• Online travel booking platform,   Expedia, released first quarter results. Gross bookings tumbled 39% to $17.9 billion. Revenue fell 15% to   $2.21 billion, and the adjusted net loss increased 545% to $285 million,   translating to a loss of $1.83 per share. Gross margins fell 8.1% to 71.5%   and the operating margin is thin at 6.13%.

  • Lodging   revenue was 10% lower, as room nights stayed fell 14% in the quarter. This   was partially offset by a 5% increase in revenue per room night.

  • Air-ticket   revenue dropped 56%, as revenue per ticket and number of air tickets sold   fell 41% and 26% respectively.

  • Advertising   and media revenue dropped 23% too.

  • As a   percentage of total revenue, lodging accounted for 69%, advertising and media   accounted for 9%, air accounted for 5% and all other revenues accounted for   the remaining 17%.

  • The cost of   revenue increased 28% y-o-y due to an increase in bad debt expenses related   to future collection risk, as well as higher cloud expenses.

  • The company   also impaired intangible assets and goodwill to the tune of $886 million.

(Spatial localization data)
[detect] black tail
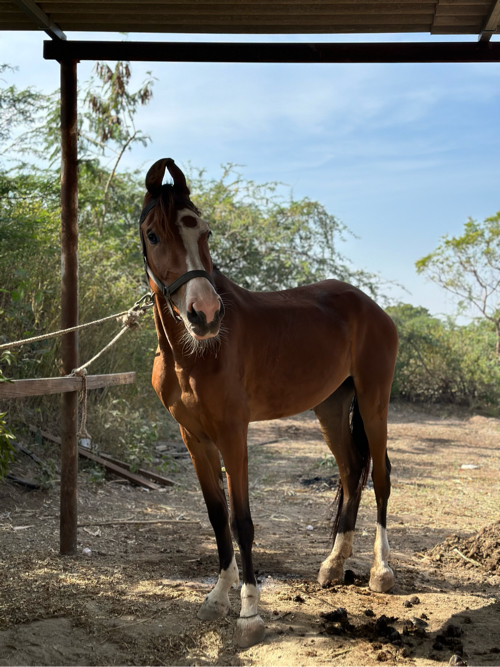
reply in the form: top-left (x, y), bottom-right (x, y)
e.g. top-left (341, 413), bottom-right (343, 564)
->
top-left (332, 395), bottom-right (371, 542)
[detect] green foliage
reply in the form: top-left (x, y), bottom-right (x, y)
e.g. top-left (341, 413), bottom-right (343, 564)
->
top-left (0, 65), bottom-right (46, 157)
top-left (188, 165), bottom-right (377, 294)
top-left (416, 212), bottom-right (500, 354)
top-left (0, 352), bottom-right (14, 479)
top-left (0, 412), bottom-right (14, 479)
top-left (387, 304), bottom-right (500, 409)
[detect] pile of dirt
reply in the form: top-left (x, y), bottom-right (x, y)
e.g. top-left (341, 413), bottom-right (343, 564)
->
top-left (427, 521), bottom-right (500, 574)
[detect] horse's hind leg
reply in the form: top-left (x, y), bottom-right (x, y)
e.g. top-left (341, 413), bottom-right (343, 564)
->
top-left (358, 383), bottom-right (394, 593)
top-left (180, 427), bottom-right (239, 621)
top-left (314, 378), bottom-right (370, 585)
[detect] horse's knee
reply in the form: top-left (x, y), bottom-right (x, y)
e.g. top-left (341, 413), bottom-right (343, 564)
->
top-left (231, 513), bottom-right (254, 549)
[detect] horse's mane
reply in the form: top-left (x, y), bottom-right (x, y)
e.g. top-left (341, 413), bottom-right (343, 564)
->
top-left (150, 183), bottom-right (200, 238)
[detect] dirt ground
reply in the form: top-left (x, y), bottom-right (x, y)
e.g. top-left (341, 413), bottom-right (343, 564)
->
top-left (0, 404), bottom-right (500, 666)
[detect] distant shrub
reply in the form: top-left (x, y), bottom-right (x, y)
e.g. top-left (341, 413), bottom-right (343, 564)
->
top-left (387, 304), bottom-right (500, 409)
--
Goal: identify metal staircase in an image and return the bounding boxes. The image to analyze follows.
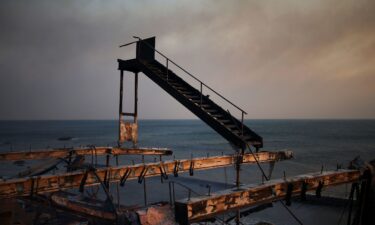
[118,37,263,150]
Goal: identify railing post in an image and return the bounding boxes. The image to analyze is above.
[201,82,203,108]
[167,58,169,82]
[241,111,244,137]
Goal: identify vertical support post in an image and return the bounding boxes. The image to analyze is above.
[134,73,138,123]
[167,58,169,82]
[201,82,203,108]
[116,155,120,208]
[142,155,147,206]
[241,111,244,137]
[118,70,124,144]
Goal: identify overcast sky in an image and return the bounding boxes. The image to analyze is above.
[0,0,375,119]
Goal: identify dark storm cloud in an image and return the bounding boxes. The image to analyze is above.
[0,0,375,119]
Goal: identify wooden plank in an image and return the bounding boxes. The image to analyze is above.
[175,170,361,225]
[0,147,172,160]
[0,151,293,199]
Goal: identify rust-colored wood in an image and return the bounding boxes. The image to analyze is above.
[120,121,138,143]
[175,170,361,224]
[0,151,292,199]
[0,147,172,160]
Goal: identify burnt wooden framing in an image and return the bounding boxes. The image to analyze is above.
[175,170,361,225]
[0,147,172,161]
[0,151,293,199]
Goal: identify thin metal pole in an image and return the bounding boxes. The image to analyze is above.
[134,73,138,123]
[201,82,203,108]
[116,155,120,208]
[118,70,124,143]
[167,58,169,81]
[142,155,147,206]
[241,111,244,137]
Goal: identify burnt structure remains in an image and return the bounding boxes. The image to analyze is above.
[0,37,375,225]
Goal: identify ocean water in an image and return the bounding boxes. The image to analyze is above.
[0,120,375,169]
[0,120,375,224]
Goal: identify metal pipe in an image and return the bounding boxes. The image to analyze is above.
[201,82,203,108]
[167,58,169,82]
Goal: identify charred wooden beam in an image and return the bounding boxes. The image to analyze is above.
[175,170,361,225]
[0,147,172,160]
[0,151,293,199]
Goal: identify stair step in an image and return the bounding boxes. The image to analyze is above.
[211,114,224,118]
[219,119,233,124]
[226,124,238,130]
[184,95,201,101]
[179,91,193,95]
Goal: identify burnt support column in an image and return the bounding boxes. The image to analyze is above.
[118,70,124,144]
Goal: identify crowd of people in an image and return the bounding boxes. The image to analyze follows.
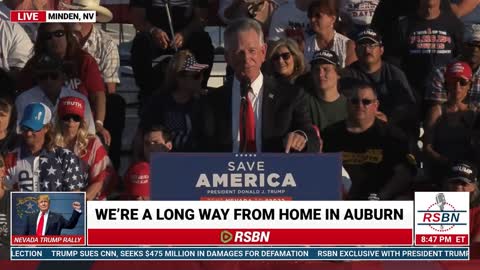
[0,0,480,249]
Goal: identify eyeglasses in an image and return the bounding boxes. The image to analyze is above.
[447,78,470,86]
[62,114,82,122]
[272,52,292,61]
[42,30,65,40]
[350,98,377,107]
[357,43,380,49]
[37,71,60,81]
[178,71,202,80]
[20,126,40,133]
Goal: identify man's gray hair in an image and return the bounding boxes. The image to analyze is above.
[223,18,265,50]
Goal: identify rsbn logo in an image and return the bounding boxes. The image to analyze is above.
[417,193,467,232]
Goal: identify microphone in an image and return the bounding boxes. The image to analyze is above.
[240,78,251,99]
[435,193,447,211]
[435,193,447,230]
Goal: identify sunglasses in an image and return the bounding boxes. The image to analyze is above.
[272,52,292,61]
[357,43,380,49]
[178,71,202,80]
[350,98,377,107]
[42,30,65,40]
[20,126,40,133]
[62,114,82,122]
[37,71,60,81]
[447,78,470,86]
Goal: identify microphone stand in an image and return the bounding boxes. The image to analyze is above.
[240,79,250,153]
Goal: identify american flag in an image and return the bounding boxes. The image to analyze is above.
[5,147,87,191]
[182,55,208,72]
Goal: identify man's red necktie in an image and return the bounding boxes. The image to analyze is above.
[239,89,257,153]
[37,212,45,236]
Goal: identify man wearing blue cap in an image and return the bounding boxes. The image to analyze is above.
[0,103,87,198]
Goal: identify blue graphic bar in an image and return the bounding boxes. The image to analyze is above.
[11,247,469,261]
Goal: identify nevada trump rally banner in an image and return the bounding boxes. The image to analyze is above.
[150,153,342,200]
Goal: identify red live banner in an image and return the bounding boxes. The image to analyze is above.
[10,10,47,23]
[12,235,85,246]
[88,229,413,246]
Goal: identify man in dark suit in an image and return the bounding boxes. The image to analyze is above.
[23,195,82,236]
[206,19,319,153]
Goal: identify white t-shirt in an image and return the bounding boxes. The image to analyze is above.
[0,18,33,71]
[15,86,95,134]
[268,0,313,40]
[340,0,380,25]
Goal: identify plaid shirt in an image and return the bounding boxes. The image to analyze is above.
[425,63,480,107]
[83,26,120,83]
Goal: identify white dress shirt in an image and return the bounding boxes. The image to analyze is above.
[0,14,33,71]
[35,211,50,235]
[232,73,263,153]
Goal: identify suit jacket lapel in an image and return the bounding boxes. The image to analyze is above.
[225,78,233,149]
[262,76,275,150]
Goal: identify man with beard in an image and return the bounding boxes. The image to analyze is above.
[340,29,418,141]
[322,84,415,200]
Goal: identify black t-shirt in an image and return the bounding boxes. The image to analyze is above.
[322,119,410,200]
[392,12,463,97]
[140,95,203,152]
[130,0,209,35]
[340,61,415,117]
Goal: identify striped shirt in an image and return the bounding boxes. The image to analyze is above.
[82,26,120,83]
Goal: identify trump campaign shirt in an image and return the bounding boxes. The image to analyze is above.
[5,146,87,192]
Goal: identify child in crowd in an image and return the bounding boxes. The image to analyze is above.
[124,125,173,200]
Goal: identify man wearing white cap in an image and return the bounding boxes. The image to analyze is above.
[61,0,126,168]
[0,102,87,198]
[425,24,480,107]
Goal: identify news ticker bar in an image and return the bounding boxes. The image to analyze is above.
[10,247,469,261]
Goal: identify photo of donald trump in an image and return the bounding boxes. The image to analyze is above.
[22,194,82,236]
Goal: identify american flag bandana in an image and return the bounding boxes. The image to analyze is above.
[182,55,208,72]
--
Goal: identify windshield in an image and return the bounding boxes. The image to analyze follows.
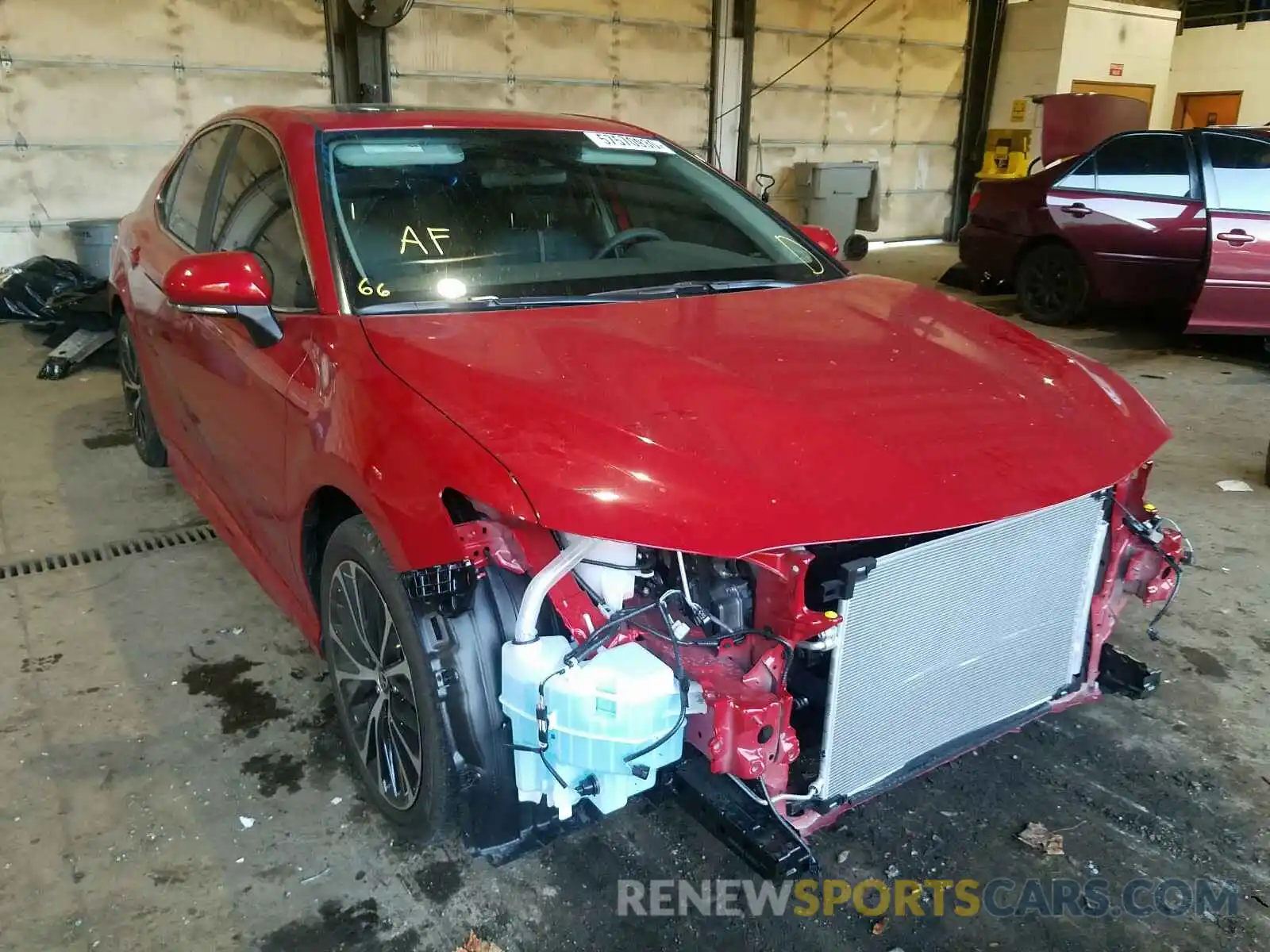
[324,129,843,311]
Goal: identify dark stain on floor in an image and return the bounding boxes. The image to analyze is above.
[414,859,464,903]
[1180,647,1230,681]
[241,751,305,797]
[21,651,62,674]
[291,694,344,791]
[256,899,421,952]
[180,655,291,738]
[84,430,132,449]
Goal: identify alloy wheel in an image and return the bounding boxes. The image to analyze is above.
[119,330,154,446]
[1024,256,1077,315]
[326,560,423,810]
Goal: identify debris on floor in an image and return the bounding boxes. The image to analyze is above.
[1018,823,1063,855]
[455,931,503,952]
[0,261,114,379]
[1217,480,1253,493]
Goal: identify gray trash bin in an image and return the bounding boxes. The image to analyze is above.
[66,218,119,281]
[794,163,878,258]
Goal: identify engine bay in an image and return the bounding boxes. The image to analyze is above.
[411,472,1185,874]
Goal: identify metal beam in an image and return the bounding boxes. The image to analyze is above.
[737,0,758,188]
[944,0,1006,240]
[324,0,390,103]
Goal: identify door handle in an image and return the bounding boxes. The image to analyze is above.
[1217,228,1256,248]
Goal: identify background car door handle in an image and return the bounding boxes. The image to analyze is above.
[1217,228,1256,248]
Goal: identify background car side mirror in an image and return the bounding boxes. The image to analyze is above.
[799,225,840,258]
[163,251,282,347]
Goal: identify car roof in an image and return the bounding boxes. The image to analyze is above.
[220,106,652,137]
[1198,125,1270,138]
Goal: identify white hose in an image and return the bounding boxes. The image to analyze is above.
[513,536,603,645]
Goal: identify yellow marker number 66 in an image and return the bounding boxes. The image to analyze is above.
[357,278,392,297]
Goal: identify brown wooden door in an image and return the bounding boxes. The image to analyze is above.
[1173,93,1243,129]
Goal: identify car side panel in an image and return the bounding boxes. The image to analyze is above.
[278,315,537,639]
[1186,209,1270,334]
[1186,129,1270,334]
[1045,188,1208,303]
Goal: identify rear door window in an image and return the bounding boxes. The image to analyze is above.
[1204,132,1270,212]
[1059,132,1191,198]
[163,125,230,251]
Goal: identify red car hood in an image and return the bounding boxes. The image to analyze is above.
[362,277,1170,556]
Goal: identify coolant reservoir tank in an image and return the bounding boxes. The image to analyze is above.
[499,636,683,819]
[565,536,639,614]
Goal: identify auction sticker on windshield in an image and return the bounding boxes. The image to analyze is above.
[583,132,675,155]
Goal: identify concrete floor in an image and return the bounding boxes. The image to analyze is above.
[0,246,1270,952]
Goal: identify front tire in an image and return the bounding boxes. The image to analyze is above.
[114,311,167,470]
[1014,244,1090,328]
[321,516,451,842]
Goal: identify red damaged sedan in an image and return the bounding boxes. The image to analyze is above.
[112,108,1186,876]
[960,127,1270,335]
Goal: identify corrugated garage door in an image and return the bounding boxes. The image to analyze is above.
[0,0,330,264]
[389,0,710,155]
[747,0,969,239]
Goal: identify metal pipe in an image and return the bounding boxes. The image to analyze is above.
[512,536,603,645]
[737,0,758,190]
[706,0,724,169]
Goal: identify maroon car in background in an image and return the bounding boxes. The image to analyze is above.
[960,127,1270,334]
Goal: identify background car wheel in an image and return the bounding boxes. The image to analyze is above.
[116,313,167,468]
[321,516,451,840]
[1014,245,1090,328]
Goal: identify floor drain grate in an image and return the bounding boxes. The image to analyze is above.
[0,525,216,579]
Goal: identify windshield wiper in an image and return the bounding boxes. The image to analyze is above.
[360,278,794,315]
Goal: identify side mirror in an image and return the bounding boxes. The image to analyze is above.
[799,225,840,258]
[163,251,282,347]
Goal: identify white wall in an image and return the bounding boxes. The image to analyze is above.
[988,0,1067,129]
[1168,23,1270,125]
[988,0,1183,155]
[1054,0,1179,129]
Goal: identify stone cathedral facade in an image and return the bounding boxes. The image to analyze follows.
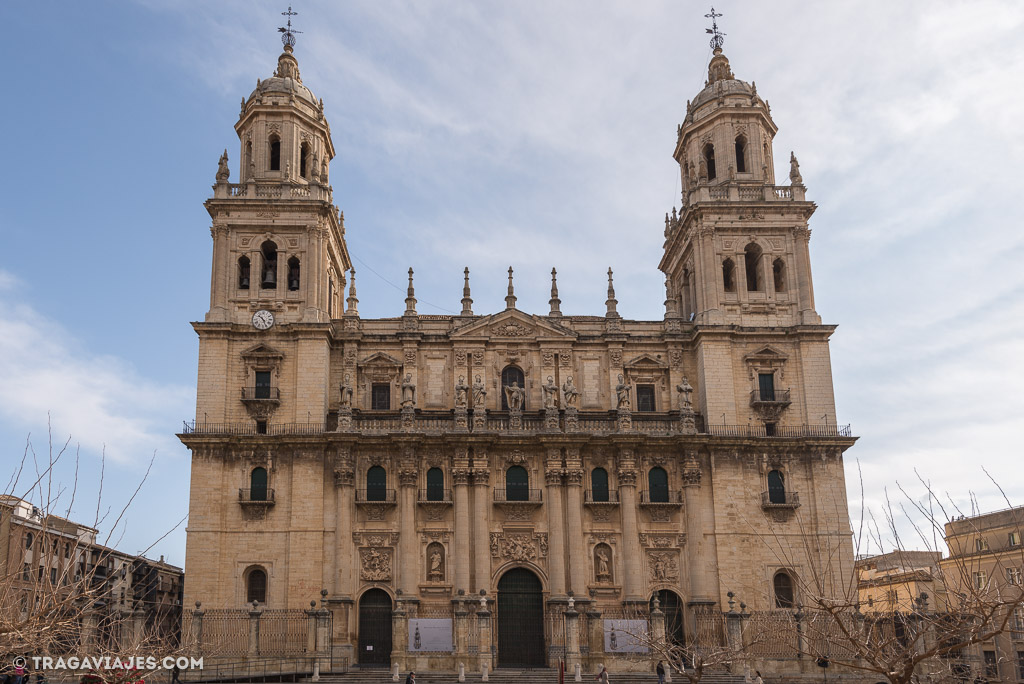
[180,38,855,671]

» **EXERCISE OBJECTIVE**: From the Expedia earnings text, list every revenue category given as a percentage of total revenue, along with its percentage.

» **SOLUTION FOR THIS TASK**:
- Lodging: 69%
- Advertising and media: 9%
- Air: 5%
- All other revenues: 17%